◆ **Passage to read**:
▼
Subscription revenues primarily include contractual arrangements with customers accessing our cloud-based solutions. These arrangements, on average, are for committed three-year terms. Included in subscription revenues are revenues associated with managed support services and maintenance and support which generally renew on a one year or three year basis. Managed support services revenue includes supporting, managing and administering our software solutions and providing additional end user support including the support provided by business services. Maintenance and support revenues include post-contract customer support and the right to unspecified software updates and enhancements on a when and if available basis from customers using on-premise solutions. Term-based licenses for current products with the right to use unspecified future versions of the software and maintenance and support during the coverage period are also included in subscription revenues. Subscription revenue is generally recognized ratably over the contractual term of the arrangement beginning on the date our service is made available to the customer. The SaaS model is the primary way we sell to our customers in our vertical markets.


Professional Services

Professional services revenues primarily include fees generated from implementation, cloud configuration, on-site support, and other consulting services. Also included in professional services revenues are revenues related to training and customer-reimbursed expenses, as well as services related to software licenses for our on-premise solutions and solutions provided by business services. Professional services revenues are generally recognized as the services are rendered for time and materials contracts or recognized using a proportional performance method as hours are incurred relative to total estimated hours for the engagement for fixed price contracts. The majority of our professional services contracts are on a time and materials basis. The revenue from training and customer-reimbursed expenses is recognized as we deliver these services.
▲
◆ **Set exercise 1**:
Return the span of the revenue recognition passage between "Professional services revenues primarily" and "deliver these services.", inclusive.
The revenue recognition passage and the listing that comes next are unrelated material.

◆ **Given information**:
▼
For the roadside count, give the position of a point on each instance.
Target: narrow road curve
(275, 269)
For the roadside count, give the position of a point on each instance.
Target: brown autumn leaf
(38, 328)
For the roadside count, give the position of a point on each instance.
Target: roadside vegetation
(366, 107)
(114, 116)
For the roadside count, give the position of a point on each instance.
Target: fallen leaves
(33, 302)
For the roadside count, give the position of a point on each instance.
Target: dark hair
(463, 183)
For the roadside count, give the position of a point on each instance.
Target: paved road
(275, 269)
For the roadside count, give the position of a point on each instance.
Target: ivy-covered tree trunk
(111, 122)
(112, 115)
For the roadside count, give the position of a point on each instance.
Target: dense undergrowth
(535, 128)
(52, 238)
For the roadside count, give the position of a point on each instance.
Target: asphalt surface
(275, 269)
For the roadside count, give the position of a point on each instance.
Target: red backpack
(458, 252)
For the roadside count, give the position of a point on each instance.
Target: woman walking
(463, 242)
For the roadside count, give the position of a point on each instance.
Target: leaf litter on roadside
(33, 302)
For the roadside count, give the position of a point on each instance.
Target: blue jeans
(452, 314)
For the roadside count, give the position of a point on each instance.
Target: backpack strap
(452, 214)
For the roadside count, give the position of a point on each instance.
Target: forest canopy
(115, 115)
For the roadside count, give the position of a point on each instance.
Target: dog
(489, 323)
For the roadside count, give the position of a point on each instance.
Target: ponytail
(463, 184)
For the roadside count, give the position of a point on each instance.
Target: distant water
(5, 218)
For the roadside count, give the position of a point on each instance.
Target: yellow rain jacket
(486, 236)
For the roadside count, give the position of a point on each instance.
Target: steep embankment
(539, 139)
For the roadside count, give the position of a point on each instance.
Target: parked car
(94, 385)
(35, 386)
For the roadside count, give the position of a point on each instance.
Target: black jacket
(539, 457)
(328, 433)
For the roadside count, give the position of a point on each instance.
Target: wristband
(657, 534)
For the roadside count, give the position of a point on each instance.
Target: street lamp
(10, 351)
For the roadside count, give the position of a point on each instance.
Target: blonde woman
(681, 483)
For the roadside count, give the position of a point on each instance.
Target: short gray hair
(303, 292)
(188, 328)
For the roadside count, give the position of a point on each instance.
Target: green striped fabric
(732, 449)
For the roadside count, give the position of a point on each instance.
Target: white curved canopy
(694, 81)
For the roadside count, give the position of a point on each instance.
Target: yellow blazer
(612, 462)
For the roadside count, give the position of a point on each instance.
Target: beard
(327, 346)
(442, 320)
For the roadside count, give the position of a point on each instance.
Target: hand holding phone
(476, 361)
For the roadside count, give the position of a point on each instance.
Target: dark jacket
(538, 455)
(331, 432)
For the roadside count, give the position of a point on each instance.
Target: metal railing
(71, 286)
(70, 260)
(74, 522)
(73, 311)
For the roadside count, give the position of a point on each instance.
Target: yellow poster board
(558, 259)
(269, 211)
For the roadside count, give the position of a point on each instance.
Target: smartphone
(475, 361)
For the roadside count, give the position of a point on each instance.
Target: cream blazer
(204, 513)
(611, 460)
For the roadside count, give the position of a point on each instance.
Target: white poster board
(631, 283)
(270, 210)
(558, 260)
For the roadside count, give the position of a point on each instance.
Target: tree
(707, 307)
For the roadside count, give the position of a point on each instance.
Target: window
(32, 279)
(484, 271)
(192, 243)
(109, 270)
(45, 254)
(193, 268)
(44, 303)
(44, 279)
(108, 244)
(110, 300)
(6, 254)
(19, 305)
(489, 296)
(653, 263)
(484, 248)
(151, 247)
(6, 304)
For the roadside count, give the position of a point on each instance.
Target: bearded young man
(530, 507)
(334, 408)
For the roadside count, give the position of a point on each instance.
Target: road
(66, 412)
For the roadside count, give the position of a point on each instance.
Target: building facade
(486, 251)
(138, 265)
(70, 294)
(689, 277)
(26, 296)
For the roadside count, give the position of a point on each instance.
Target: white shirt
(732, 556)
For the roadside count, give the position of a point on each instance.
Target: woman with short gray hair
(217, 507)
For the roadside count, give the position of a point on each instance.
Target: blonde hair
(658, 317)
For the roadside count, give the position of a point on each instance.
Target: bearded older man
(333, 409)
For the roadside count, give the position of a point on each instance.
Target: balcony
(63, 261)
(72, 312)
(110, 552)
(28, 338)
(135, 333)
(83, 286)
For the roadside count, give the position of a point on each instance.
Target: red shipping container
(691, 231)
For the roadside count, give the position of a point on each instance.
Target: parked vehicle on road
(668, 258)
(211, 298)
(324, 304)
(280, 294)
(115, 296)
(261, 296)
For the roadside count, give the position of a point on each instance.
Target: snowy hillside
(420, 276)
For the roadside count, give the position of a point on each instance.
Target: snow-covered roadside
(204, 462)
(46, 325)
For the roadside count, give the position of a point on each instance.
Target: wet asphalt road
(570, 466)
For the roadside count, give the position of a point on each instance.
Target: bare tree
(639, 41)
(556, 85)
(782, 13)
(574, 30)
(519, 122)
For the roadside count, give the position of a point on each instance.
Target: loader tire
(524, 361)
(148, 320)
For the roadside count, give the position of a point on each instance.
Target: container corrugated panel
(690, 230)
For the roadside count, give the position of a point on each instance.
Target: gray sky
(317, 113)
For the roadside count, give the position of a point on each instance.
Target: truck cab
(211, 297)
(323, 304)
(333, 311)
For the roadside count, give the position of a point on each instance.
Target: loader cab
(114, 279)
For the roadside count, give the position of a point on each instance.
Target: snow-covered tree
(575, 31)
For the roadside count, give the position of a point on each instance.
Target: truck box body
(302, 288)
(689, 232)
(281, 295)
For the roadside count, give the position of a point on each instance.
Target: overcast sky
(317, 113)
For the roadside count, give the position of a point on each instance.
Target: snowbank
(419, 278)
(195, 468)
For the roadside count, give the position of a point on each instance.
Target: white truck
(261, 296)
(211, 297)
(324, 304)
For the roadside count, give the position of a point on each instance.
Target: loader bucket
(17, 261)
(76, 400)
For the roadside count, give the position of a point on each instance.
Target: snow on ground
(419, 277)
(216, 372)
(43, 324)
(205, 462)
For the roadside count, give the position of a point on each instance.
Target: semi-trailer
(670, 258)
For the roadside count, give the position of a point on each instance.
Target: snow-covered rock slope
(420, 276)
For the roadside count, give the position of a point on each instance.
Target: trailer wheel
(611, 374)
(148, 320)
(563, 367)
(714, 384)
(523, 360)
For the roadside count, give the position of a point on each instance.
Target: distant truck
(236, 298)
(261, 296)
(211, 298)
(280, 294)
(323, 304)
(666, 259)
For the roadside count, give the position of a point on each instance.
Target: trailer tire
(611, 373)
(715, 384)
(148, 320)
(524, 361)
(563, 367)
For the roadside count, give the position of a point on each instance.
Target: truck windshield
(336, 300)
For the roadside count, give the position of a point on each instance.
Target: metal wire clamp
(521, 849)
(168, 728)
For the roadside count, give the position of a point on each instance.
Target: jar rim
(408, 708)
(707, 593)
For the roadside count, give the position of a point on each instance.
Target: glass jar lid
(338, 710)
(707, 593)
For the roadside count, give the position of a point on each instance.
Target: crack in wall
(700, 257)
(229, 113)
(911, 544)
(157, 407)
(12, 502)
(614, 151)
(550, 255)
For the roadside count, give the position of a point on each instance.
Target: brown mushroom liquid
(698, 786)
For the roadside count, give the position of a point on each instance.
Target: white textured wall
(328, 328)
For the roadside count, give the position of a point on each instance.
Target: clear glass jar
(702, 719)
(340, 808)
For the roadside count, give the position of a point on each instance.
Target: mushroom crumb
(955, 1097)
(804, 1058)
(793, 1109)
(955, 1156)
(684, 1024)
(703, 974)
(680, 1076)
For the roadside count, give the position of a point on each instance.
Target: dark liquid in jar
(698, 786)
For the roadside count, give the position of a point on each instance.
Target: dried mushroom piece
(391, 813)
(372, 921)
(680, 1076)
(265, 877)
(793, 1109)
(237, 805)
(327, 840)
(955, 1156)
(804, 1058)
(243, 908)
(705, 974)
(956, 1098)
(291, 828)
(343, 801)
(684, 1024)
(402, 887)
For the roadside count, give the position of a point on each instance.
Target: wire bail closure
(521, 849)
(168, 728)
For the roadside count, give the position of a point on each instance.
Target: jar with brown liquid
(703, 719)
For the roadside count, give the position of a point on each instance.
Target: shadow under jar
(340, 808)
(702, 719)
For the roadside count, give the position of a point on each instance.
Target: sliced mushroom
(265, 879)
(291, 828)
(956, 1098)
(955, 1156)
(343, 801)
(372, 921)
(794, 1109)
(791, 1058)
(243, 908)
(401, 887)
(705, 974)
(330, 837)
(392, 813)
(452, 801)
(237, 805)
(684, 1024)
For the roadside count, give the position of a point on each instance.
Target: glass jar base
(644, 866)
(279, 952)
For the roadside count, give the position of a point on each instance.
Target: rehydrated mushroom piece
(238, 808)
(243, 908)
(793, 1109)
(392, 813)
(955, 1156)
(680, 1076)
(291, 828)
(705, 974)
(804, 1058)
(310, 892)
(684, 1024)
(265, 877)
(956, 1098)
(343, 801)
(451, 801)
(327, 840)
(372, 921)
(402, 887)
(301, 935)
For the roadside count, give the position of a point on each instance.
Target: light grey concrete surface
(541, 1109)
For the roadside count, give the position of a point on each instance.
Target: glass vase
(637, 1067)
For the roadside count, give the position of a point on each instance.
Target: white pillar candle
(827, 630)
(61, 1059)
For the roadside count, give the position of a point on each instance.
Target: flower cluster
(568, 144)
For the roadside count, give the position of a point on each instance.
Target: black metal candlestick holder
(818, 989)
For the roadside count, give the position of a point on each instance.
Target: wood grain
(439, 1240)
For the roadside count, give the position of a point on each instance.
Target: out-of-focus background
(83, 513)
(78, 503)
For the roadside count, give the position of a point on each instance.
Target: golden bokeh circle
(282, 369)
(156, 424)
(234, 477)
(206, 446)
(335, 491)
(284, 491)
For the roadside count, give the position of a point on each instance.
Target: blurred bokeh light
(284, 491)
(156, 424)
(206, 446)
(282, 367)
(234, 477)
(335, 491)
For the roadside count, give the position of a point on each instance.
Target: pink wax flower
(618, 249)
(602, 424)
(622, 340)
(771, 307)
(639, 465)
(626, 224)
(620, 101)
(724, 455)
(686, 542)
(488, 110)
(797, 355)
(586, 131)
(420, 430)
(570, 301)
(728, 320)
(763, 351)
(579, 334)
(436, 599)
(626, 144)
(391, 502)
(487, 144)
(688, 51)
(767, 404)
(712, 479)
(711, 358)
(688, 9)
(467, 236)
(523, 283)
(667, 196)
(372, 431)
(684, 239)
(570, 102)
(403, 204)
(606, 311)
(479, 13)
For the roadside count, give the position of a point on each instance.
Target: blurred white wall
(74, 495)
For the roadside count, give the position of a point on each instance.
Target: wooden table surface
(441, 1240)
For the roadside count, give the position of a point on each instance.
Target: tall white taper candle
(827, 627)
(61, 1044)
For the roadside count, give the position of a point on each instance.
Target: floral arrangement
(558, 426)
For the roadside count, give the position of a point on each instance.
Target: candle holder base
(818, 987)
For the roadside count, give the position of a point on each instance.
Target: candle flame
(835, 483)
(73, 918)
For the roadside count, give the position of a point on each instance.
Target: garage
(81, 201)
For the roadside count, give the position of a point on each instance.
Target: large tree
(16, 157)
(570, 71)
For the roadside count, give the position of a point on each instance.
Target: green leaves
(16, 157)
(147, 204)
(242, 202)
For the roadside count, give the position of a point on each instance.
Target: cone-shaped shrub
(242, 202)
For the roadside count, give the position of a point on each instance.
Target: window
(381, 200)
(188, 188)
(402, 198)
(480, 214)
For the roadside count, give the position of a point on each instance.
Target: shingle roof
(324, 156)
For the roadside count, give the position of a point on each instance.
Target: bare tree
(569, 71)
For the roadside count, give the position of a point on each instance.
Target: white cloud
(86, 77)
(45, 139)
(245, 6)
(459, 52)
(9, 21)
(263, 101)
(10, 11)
▲
◆ **Set exercise 2**:
Return each line of the listing that includes the string "wall", with case counting toward a match.

◆ **Finished answer 1**:
Professional services revenues primarily include fees generated from implementation, cloud configuration, on-site support, and other consulting services. Also included in professional services revenues are revenues related to training and customer-reimbursed expenses, as well as services related to software licenses for our on-premise solutions and solutions provided by business services. Professional services revenues are generally recognized as the services are rendered for time and materials contracts or recognized using a proportional performance method as hours are incurred relative to total estimated hours for the engagement for fixed price contracts. The majority of our professional services contracts are on a time and materials basis. The revenue from training and customer-reimbursed expenses is recognized as we deliver these services.

◆ **Finished answer 2**:
Target: crack in wall
Target: white textured wall
Target: blurred white wall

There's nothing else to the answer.